S’il en fallait encore une preuve, l’attitude du gouvernement dans le dossier des Carrières longues dans les fonctions publiques, en tergiversant depuis plus d’un an pour chuter sur des propositions en contradiction flagrante avec ses engagements de mai 2003, est significative du peu de place fait à la négociation et au dialogue social dans les fonctions publiques. Lorsqu’un gouvernement ne s’engage pas, faut-il s’étonner des attitudes syndicales de refus et de méfiance ? En tous les cas, la modernisation des administrations publiques en devient singulièrement plus compliquée et plus incertaine, et la confiance ne peut être au rendez-vous.

C’est dans ce contexte qu’a pris place le colloque du 11 juin sur la Loi organique relative aux lois de finance (LOLF) et à la Modernisation financière de l’Etat (Moderfie)2. La question était simple : la mise en œuvre de la LOLF sera-t-elle un levier pour la réforme de l’État ? A la lumière des nos travaux, cette journée n’a pas été un nème colloque sur la LOLF ; cette journée a d’abord été un colloque syndical, avec des expressions fortes de syndicalistes CFDT, avec également des expressions de hauts fonctionnaires et d’experts.

Une réforme budgétaire ambitieuse ?

————

### Consigne:
Pouvez-vous reproduire mot pour mot le passage du texte sur la LOLF qui commence par « S’il en fallait » et se poursuit jusqu'à « être au rendez-vous. » ?

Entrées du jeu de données

————

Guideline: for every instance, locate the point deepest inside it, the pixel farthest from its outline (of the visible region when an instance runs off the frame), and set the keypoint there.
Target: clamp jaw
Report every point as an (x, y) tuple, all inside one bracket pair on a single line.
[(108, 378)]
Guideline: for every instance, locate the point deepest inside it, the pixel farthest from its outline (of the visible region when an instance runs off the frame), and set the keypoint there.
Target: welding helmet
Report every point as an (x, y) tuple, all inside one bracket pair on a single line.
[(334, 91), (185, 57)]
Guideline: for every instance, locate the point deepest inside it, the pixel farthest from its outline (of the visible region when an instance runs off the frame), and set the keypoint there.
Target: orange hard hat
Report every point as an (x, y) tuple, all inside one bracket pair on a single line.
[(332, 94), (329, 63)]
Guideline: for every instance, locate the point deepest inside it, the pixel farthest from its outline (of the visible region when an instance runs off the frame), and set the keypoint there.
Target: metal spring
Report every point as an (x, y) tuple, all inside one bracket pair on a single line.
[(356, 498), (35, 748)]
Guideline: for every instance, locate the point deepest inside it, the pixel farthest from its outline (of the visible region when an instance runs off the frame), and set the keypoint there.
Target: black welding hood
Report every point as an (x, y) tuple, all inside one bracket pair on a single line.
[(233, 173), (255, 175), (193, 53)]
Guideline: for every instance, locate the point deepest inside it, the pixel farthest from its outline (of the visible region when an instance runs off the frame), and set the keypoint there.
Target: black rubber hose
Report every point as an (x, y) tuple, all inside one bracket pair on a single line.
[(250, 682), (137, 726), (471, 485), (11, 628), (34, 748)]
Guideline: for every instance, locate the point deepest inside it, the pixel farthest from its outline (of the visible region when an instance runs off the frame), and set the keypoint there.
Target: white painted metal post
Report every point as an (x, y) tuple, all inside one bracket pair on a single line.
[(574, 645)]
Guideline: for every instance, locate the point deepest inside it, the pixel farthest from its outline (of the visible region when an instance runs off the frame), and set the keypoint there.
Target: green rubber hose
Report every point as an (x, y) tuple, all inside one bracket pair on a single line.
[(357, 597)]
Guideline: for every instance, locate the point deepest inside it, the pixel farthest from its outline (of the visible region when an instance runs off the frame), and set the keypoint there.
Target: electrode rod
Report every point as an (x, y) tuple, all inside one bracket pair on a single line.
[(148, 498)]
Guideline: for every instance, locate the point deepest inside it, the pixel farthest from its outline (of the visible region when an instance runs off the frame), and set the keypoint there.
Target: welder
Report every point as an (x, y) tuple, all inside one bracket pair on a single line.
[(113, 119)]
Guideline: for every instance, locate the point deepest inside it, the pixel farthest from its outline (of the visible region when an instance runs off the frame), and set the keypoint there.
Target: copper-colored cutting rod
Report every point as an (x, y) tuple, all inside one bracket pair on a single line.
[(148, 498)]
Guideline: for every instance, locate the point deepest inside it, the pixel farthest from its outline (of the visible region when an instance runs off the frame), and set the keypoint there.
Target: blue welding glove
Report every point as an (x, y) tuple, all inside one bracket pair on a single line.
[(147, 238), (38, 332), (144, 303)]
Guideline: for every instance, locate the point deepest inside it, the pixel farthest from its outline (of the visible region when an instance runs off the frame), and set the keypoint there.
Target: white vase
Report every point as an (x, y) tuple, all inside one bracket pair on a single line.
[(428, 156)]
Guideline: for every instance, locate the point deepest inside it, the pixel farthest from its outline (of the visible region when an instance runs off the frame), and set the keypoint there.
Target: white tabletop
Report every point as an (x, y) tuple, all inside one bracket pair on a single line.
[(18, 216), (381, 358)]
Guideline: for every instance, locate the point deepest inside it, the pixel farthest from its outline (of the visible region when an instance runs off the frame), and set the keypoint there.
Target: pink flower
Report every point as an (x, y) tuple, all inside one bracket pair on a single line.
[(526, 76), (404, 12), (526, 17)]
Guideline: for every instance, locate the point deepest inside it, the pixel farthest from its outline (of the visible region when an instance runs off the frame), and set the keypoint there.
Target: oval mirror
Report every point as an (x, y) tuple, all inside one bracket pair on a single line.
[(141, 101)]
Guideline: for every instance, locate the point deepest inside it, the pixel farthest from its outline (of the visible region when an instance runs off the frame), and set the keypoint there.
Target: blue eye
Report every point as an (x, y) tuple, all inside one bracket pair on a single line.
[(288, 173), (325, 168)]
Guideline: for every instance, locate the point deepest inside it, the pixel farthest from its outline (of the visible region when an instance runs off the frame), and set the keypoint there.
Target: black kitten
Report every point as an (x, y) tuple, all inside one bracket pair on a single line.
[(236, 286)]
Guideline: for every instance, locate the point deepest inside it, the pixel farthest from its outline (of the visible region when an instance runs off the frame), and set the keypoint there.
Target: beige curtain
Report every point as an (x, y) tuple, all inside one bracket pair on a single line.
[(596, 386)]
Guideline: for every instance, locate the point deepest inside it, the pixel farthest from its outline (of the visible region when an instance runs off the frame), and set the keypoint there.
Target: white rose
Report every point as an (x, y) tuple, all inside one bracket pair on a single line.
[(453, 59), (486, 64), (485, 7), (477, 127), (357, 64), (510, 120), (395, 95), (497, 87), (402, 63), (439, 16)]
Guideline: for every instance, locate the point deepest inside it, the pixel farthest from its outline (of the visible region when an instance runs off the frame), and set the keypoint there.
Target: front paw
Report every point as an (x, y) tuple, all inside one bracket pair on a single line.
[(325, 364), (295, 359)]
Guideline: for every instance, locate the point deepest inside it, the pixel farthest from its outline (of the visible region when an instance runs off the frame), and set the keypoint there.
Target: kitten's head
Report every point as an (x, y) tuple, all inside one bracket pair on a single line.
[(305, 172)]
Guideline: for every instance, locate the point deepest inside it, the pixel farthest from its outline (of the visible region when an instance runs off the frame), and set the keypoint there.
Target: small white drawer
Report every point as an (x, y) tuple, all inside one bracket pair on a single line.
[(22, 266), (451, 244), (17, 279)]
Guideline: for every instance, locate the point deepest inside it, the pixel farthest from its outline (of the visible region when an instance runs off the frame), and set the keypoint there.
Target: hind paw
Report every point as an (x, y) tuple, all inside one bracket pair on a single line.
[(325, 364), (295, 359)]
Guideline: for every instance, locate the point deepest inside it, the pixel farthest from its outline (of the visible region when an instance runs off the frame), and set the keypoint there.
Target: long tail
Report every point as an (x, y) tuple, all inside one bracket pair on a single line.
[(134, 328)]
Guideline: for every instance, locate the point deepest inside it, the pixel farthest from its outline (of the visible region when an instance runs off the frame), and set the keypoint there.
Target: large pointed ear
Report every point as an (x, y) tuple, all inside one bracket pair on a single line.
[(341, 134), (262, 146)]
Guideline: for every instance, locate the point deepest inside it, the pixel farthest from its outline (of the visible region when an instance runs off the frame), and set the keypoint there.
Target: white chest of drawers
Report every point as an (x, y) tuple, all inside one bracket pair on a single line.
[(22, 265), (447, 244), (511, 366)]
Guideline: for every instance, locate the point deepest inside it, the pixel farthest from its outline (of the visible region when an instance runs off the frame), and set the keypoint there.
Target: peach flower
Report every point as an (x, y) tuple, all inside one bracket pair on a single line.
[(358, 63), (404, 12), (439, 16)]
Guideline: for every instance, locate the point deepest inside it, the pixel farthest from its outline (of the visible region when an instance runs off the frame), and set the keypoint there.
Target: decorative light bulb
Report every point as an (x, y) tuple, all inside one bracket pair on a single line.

————

### Corrigé:
S’il en fallait encore une preuve, l’attitude du gouvernement dans le dossier des Carrières longues dans les fonctions publiques, en tergiversant depuis plus d’un an pour chuter sur des propositions en contradiction flagrante avec ses engagements de mai 2003, est significative du peu de place fait à la négociation et au dialogue social dans les fonctions publiques. Lorsqu’un gouvernement ne s’engage pas, faut-il s’étonner des attitudes syndicales de refus et de méfiance ? En tous les cas, la modernisation des administrations publiques en devient singulièrement plus compliquée et plus incertaine, et la confiance ne peut être au rendez-vous.